» Stored data:
..........

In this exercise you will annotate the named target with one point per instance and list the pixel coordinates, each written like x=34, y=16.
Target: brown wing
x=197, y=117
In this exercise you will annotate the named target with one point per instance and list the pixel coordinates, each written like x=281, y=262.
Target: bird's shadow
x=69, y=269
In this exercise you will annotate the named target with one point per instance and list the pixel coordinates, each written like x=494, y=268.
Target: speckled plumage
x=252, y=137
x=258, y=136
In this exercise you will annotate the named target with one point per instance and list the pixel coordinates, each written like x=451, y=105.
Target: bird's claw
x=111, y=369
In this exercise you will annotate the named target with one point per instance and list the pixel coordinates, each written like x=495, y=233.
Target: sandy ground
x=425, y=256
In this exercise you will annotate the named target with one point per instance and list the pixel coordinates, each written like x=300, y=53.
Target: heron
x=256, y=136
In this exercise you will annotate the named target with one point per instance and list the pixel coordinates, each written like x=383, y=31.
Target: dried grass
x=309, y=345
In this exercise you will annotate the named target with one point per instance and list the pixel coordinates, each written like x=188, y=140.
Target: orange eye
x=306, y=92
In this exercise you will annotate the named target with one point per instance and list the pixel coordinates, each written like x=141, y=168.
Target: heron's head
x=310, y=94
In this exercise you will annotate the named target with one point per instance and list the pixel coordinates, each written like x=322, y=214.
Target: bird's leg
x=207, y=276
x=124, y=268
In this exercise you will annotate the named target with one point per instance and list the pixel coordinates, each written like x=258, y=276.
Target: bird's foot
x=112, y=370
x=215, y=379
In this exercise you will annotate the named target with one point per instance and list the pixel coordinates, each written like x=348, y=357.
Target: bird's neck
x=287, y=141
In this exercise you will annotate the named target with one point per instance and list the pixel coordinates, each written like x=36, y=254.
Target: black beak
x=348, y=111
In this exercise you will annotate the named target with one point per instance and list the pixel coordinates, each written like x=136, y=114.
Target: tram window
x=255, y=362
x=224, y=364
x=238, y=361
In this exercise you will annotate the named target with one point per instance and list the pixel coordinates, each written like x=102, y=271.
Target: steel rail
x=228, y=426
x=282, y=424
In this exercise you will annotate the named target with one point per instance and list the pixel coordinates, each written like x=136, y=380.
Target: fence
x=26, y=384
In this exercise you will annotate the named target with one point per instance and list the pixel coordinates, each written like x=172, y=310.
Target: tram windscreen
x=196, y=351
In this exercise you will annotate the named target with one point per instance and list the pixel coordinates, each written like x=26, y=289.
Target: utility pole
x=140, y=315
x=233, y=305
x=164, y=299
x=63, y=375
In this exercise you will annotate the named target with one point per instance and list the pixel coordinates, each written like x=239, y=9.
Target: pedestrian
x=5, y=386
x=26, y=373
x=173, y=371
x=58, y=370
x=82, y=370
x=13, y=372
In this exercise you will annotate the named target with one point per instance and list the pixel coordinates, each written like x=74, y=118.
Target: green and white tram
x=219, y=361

..........

» Instruction:
Rewrite all the items above, swapping "named target" for "listed object" wherever it occurs and leaving everything else unchanged.

» Worked solution:
In this exercise you will annotate the listed object with one point per instance and list the pixel coordinates, each written like x=34, y=16.
Target: brown wing
x=197, y=117
In this exercise you will annotate the listed object with one point per instance and list the pixel coordinates, each written like x=281, y=262.
Target: bird's shadow
x=69, y=269
In this exercise you will annotate the listed object with one point per instance and list the pixel coordinates, each written like x=494, y=268.
Target: speckled plumage
x=252, y=137
x=258, y=136
In this exercise you will annotate the listed object with one point per instance and list the pixel coordinates, each written like x=451, y=105.
Target: bird's claw
x=111, y=369
In this exercise you will annotate the listed object with one point per instance and list the pixel coordinates, each written like x=495, y=233.
Target: sandy ground
x=425, y=256
In this exercise you will annotate the listed object with one point per instance and list the pixel coordinates, each written like x=300, y=53.
Target: heron
x=256, y=136
In this exercise you will annotate the listed object with one point per instance and list the pixel coordinates, each written like x=383, y=31.
Target: dried grass
x=309, y=345
In this exercise you will annotate the listed object with one point per instance and list the pixel coordinates, each written like x=188, y=140.
Target: orange eye
x=306, y=92
In this exercise you will annotate the listed object with one point per instance and list the pixel coordinates, each written like x=141, y=168.
Target: heron's head
x=310, y=94
In this exercise you will annotate the listed object with one point per instance and list the pixel coordinates, each written like x=322, y=214.
Target: bird's leg
x=207, y=276
x=124, y=268
In this exercise you will annotate the listed object with one point per instance and list the pixel coordinates, each written like x=258, y=276.
Target: bird's foot
x=112, y=370
x=215, y=379
In this exercise you will annotate the listed object with one point per instance and list the pixel coordinates, each written like x=348, y=357.
Target: bird's neck
x=287, y=141
In this exercise you will annotate the listed object with one point per instance and list the pixel coordinates, each written like x=36, y=254.
Target: black beak
x=348, y=111
In this exercise you will annotate the listed object with one point per instance and list the pixel coordinates, each written like x=136, y=114.
Target: tram window
x=255, y=362
x=224, y=364
x=238, y=361
In this exercise you will annotate the listed object with one point per instance and list the pixel coordinates, each written like x=102, y=271.
Target: steel rail
x=228, y=426
x=282, y=424
In this exercise you will annotate the listed object with one point per instance and list the pixel coordinates, each written like x=136, y=380.
Target: fence
x=26, y=384
In this exercise you will annotate the listed object with one point per instance and list the pixel coordinates, each written like x=172, y=310.
Target: tram windscreen
x=196, y=351
In this exercise you will annotate the listed object with one point per instance and list the pixel coordinates, each written like x=26, y=289.
Target: utility pole
x=140, y=315
x=233, y=305
x=164, y=299
x=63, y=375
In this exercise you will annotate the listed object with one point per instance and list the pixel coordinates, each written like x=239, y=9.
Target: pedestrian
x=5, y=386
x=26, y=373
x=173, y=371
x=58, y=370
x=82, y=370
x=13, y=372
In this exercise you will annotate the listed object with one point per instance and list the pixel coordinates, each written like x=74, y=118.
Target: green and white tram
x=219, y=361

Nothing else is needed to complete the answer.